Rewrite all of the data below, replacing every "bounding box" with "rectangle" and keeping everything else the same.

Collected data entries
----------------

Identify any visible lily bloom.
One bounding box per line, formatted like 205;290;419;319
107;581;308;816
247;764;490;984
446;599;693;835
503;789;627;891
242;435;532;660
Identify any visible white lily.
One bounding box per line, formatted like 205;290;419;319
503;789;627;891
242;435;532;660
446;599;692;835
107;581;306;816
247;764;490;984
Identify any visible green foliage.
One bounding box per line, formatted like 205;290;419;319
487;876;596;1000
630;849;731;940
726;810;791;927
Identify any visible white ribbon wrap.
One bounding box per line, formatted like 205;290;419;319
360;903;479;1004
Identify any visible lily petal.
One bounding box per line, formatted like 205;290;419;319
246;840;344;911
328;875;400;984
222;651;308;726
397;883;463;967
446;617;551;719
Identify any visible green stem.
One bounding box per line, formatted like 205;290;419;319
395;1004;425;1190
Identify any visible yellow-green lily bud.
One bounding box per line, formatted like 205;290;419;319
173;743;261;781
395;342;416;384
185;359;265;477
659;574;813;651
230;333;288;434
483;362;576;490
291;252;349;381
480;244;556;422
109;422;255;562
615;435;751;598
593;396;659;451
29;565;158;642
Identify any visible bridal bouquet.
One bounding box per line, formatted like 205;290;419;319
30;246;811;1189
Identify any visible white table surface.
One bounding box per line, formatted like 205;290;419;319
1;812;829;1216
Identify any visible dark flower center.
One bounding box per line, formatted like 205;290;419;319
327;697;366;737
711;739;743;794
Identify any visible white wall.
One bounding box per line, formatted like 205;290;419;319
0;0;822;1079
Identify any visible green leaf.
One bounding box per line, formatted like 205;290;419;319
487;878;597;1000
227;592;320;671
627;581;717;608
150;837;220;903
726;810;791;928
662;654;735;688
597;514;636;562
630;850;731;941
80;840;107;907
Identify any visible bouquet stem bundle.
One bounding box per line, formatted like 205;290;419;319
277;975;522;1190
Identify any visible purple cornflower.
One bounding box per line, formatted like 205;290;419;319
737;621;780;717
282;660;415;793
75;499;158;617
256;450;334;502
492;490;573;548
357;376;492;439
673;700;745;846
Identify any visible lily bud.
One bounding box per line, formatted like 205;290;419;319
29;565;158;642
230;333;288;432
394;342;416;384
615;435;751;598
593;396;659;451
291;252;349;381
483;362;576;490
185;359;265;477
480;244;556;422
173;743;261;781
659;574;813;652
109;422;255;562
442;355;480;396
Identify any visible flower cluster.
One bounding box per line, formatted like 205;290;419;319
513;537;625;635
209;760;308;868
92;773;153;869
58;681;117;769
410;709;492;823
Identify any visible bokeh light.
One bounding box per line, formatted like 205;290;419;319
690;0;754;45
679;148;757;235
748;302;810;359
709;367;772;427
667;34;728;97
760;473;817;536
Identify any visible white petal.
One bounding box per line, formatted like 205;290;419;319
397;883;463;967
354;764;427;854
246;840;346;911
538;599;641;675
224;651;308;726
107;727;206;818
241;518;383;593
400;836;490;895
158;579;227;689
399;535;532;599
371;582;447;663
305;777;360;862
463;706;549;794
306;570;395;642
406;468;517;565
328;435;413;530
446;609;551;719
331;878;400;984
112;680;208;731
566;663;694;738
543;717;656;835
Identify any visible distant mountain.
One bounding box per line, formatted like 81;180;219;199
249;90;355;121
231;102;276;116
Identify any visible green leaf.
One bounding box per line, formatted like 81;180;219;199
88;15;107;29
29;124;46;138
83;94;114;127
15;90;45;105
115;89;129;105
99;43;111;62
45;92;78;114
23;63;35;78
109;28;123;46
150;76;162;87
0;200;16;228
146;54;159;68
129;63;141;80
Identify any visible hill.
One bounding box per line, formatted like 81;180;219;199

----------------

◆ ANSWER TO THIS PROBLEM:
Identify any visible lily bloom.
One rectangle per line, formatted like 205;290;419;319
107;581;308;816
247;764;490;984
446;599;693;835
503;789;627;891
242;435;532;660
Identify any visible white lily.
One rectangle per line, formatted like 205;290;419;319
503;789;627;891
242;435;532;660
446;599;692;835
107;581;306;816
247;764;490;984
Identify any visible green foliage.
One rectangle per line, formatted like 205;290;419;319
487;876;596;1000
630;849;731;940
726;810;791;927
Identify any visible white ribbon wrap.
One rectangle per line, formatted like 205;290;419;319
360;903;479;1004
Identify any visible lily petal.
One rectangle per line, formatted like 205;290;419;319
246;840;344;911
328;875;400;984
222;651;308;726
397;883;463;967
446;617;551;719
Identify any visible green stem.
One rectangle per line, formatted like 205;290;419;319
395;1004;425;1190
Identify any visible yellow-green lily bud.
One rectangle per line, formatted like 205;290;419;319
173;743;261;781
395;342;416;384
185;359;265;477
659;574;813;651
230;333;288;434
483;362;576;490
291;252;349;381
480;244;556;422
109;422;255;562
615;435;751;598
593;396;659;451
29;565;158;642
Identify any visible bridal bouquet.
One rectangle per line, formatted like 205;290;419;319
30;246;811;1189
Identify any visible white table surface.
One rectangle per line, formatted like 205;290;419;319
1;812;829;1216
Identify any visible dark flower center.
One rectangle per line, formatted like 205;290;419;319
327;697;366;737
711;739;743;794
Identify any visible white wall.
One rectangle per line, formatted like 205;290;419;319
0;0;822;1079
Identify any visible green leaf.
One rectangle per line, formatted like 205;290;419;319
487;878;597;1000
227;592;320;671
627;581;717;608
150;837;220;903
726;810;791;928
662;654;735;688
597;514;636;562
630;850;731;941
80;840;107;907
Identify any visible bouquet stem bundle.
One rectangle per line, formatted like 205;290;419;319
277;975;522;1190
Identify any visible purple cornflower.
One rectangle per line, formatted like 205;290;419;319
737;621;780;717
282;660;415;793
75;499;158;617
256;450;334;502
492;490;573;548
357;376;492;439
673;700;745;846
Identify any visible lily bud.
One rectangle per line, formatted like 205;290;419;319
29;565;158;642
230;333;288;432
394;342;416;384
615;435;751;598
593;396;659;451
291;252;349;381
483;362;576;490
185;359;265;477
480;244;556;422
173;743;261;781
659;574;813;652
109;422;255;562
442;355;480;396
Identify any visible flower cluster.
One rectangle per line, formatted like 205;290;419;319
513;537;625;635
209;760;308;868
92;773;153;869
58;681;117;769
410;709;492;823
Identify any visible bokeh light.
One rectangle per line, formatted like 205;290;419;319
690;0;754;45
679;148;757;235
748;302;810;359
709;367;772;427
667;34;728;97
760;473;817;536
Identify any visible white petal.
One rectangle per line, formatted like 205;290;419;319
397;883;463;967
354;764;427;854
246;840;346;911
538;599;641;675
224;651;308;726
107;727;206;818
241;518;383;593
400;836;490;895
158;579;227;689
399;535;532;599
371;582;447;663
305;777;360;862
463;706;549;794
306;570;395;642
406;468;517;565
328;435;413;530
446;609;551;719
331;878;400;984
112;680;208;731
566;663;694;738
543;717;656;835
Identify any visible distant mountain.
One rectangle per line, formatted like 81;180;219;199
249;90;355;121
231;102;276;116
Identify any visible green leaf.
One rectangle per line, formatted like 81;180;219;199
88;15;107;29
29;124;46;138
83;94;114;127
15;90;45;105
115;89;129;105
99;43;111;62
45;92;78;114
23;63;35;78
109;28;123;46
150;76;162;87
0;200;16;228
146;54;159;68
129;63;141;80
Identify any visible hill.
One rectangle per line, formatted like 81;180;219;199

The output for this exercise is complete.